EXERCISE DETAILS: Verbatim copy without pictures. Please print every entry as it stands.

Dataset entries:
|---|
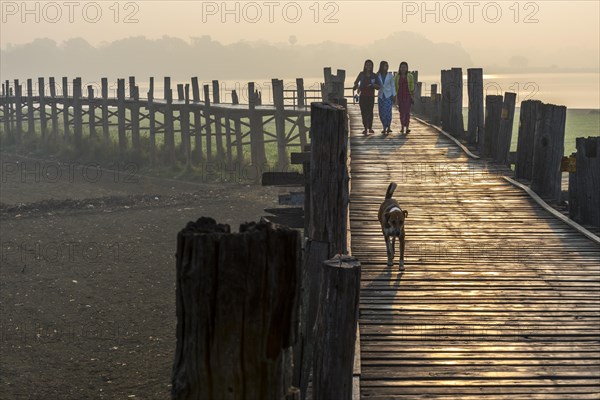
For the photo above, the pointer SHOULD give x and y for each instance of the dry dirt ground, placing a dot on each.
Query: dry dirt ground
(87, 276)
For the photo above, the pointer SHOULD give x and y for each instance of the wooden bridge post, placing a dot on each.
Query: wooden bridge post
(30, 109)
(228, 139)
(417, 108)
(548, 152)
(53, 109)
(237, 311)
(169, 128)
(42, 109)
(326, 215)
(475, 124)
(504, 137)
(207, 123)
(18, 112)
(184, 120)
(238, 131)
(65, 104)
(456, 117)
(584, 195)
(257, 137)
(333, 87)
(152, 121)
(11, 94)
(445, 106)
(529, 117)
(216, 99)
(433, 116)
(121, 115)
(198, 156)
(91, 112)
(105, 113)
(301, 103)
(77, 113)
(6, 108)
(282, 157)
(134, 111)
(493, 112)
(335, 328)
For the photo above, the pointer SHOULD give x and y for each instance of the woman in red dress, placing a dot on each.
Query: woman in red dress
(405, 89)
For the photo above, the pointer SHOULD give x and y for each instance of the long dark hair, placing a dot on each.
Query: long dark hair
(381, 66)
(400, 67)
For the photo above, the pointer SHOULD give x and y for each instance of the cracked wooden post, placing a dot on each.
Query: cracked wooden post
(584, 181)
(528, 119)
(475, 114)
(335, 329)
(548, 152)
(505, 129)
(236, 300)
(326, 216)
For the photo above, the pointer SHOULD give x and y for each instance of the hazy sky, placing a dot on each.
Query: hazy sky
(538, 32)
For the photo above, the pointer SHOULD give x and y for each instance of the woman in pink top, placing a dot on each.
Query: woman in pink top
(405, 89)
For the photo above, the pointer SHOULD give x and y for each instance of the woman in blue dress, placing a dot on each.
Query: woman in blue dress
(366, 83)
(387, 91)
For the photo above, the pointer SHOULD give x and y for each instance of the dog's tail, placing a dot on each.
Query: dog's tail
(390, 192)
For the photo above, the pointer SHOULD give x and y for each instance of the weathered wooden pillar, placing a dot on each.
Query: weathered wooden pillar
(77, 113)
(30, 113)
(257, 137)
(333, 87)
(18, 112)
(326, 214)
(105, 112)
(239, 146)
(282, 157)
(529, 117)
(445, 106)
(53, 109)
(548, 152)
(584, 183)
(198, 156)
(475, 124)
(329, 176)
(6, 109)
(301, 103)
(237, 310)
(134, 111)
(207, 123)
(66, 103)
(455, 108)
(504, 137)
(169, 125)
(335, 328)
(493, 112)
(216, 99)
(184, 121)
(433, 117)
(42, 109)
(91, 112)
(121, 116)
(228, 139)
(152, 122)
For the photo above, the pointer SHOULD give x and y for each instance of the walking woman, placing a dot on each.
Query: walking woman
(405, 89)
(387, 91)
(366, 82)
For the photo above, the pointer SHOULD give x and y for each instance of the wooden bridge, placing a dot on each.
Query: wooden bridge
(499, 299)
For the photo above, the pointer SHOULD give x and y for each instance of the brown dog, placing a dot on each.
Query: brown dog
(391, 217)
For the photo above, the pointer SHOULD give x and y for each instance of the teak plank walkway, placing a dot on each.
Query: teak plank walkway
(498, 300)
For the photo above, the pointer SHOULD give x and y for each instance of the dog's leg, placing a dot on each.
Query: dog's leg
(402, 252)
(388, 250)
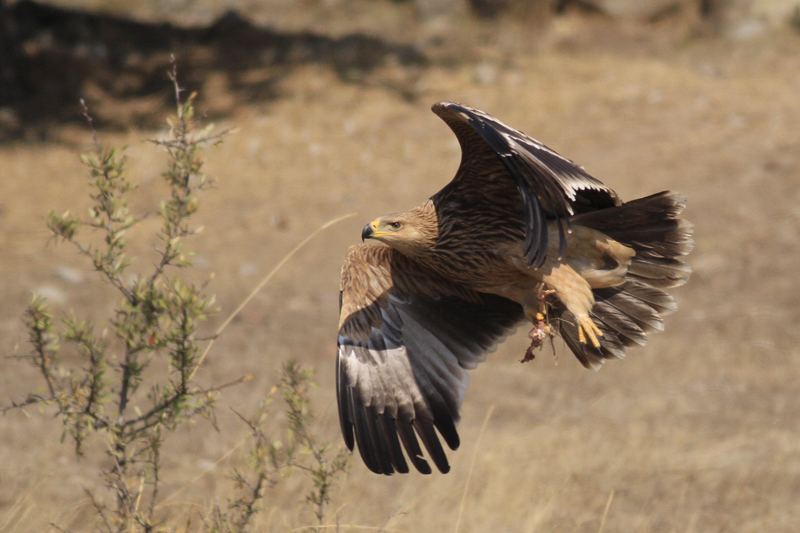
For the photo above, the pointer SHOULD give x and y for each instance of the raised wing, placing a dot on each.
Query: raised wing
(406, 341)
(550, 186)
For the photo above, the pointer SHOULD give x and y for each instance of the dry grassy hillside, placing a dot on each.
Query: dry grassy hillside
(699, 432)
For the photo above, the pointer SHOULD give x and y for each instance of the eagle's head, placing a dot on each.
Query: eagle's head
(410, 233)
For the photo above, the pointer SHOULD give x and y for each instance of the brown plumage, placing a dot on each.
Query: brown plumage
(519, 233)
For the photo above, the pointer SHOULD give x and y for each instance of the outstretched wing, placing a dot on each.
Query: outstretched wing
(406, 341)
(549, 185)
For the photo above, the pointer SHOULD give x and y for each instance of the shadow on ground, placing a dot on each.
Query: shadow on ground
(52, 57)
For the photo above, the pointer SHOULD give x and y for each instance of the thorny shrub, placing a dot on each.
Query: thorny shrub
(108, 392)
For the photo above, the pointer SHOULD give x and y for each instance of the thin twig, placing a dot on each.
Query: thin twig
(472, 466)
(605, 513)
(264, 282)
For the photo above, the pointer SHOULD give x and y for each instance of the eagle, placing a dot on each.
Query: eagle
(519, 234)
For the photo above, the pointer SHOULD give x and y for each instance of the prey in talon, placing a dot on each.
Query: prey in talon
(520, 234)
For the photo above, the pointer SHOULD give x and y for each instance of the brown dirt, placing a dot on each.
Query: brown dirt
(697, 432)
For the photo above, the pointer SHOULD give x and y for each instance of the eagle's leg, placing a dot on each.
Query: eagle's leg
(576, 295)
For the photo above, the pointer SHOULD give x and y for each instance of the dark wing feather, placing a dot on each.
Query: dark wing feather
(549, 185)
(406, 341)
|---|
RESPONSE:
For the photo above, the pointer SHOULD give x and y for each instance of the dry dirt ground, placing a dot on each.
Query: dry dirt ground
(87, 276)
For the photo above, the pointer SHOULD give x and y for each instance of the wooden bridge post, placing a dot on each.
Query: wooden bridge post
(30, 109)
(228, 139)
(417, 108)
(548, 152)
(53, 109)
(237, 311)
(169, 128)
(42, 109)
(326, 215)
(475, 124)
(504, 137)
(207, 123)
(18, 112)
(184, 120)
(238, 131)
(65, 104)
(456, 117)
(584, 195)
(257, 137)
(333, 87)
(152, 121)
(11, 94)
(445, 106)
(529, 117)
(216, 99)
(433, 116)
(121, 115)
(198, 156)
(91, 112)
(105, 113)
(301, 103)
(77, 113)
(6, 108)
(282, 157)
(134, 111)
(493, 112)
(335, 328)
For the photo above, the pointer SHOULD give x and y for each instance of the woman in red dress, placing a dot on each.
Query: woman in red dress
(405, 89)
For the photo above, the pointer SHOULD give x and y for each instance of the long dark hair, placing a dot on each.
Query: long dark hair
(381, 66)
(400, 67)
For the photo above, the pointer SHOULD give x and y for each instance of the cracked wooden post, placing a dot on each.
Query: cracked wooden post
(584, 181)
(528, 119)
(475, 114)
(335, 329)
(548, 152)
(505, 129)
(236, 300)
(326, 216)
For the photo above, the pointer SHOULD give x and y for each instance of the hazy sky, placing a dot on each.
Query: hazy sky
(538, 32)
For the photo above, the pointer SHOULD give x and y for each instance of the woman in pink top, placing a dot on each.
Query: woman in pink top
(405, 89)
For the photo above, the pointer SHOULD give x and y for each instance of the woman in blue dress, placing a dot on each.
Query: woman in blue dress
(366, 83)
(387, 91)
For the photo above, the pointer SHOULD give x and y for each instance of the dog's tail, placing a dot on each.
Query: dog's tail
(390, 192)
For the photo above, the pointer SHOULD give x and y for each instance of the weathered wooden pillar, placing a dot on each.
Query: weathered wooden pillar
(77, 113)
(30, 113)
(257, 137)
(333, 87)
(18, 112)
(326, 214)
(105, 112)
(239, 146)
(282, 157)
(529, 117)
(445, 106)
(53, 109)
(548, 152)
(584, 183)
(198, 156)
(475, 124)
(329, 176)
(6, 109)
(301, 103)
(237, 310)
(134, 111)
(207, 123)
(66, 103)
(455, 108)
(504, 137)
(169, 125)
(335, 328)
(493, 112)
(216, 99)
(184, 121)
(433, 117)
(42, 109)
(91, 112)
(121, 116)
(228, 139)
(152, 122)
For the photo above, the pointer SHOULD give x and y for each instance of the walking woman, placing a dot on each.
Query: walking woman
(405, 89)
(387, 91)
(366, 82)
For the photo above, the pointer SHOULD give x and y for each instance of the wooden bridge, placing a dot on each.
Query: wooden bridge
(499, 299)
For the photo above, the pointer SHOULD give x and y for each instance of the brown dog, placing a dot on each.
Query: brown dog
(391, 217)
For the photo above, the pointer SHOULD give x and y for each instance of the teak plank walkway, placing a dot on each.
Query: teak plank walkway
(498, 300)
For the photo above, the pointer SHOULD give x and y for each instance of the dog's leg, placing a dot on each.
Query: dog's leg
(402, 252)
(388, 250)
For the photo above, the pointer SHOULD give x and y for each instance of the raised wing, placing a dot on each.
Query: raised wing
(406, 341)
(550, 186)
For the photo above, the pointer SHOULD give x and y for each instance of the dry grassy hillside, placing a dot on each.
Query: dry grassy hillside
(699, 432)
For the photo above, the pointer SHOULD give x and y for each instance of the eagle's head, placing a dot on each.
Query: eagle's head
(410, 233)
For the photo above, the pointer SHOULD give x and y for each instance of the brown plumage, placing a dot on each.
Query: brown plumage
(519, 233)
For the photo above, the pointer SHOULD give x and y for each instance of the outstretched wing, placing a dot on each.
Query: outstretched wing
(406, 341)
(549, 185)
For the photo above, the pointer SHOULD give x and y for each instance of the shadow on ground, placing a dot on each.
Query: shadow on ground
(52, 57)
For the photo above, the pointer SHOULD give x and y for each instance of the thorny shrub, placing a dot on each.
Query: thorny shrub
(108, 392)
For the photo above, the pointer SHOULD give x and y for each instance of the thin twig, placing a dot on each.
Query: thin twig
(472, 466)
(605, 513)
(264, 282)
For the photo above, the pointer SHOULD give x and y for each instance of the eagle, placing a dot on each.
Query: eagle
(519, 234)
For the photo above, the pointer SHOULD give x and y for each instance of the prey in talon, placing a dot on each.
Query: prey in talon
(520, 234)
For the photo above, the pointer SHOULD give x and y for each instance of the brown dirt, placing a dot on each.
Query: brown dirt
(697, 432)
For the photo above, the pointer SHOULD give x and y for each instance of the eagle's leg, placing a dot on each.
Query: eagle's leg
(576, 295)
For the photo above, the pointer SHOULD give x and y for each instance of the dark wing feather, placing a dot on each.
Query: dark wing feather
(549, 185)
(406, 341)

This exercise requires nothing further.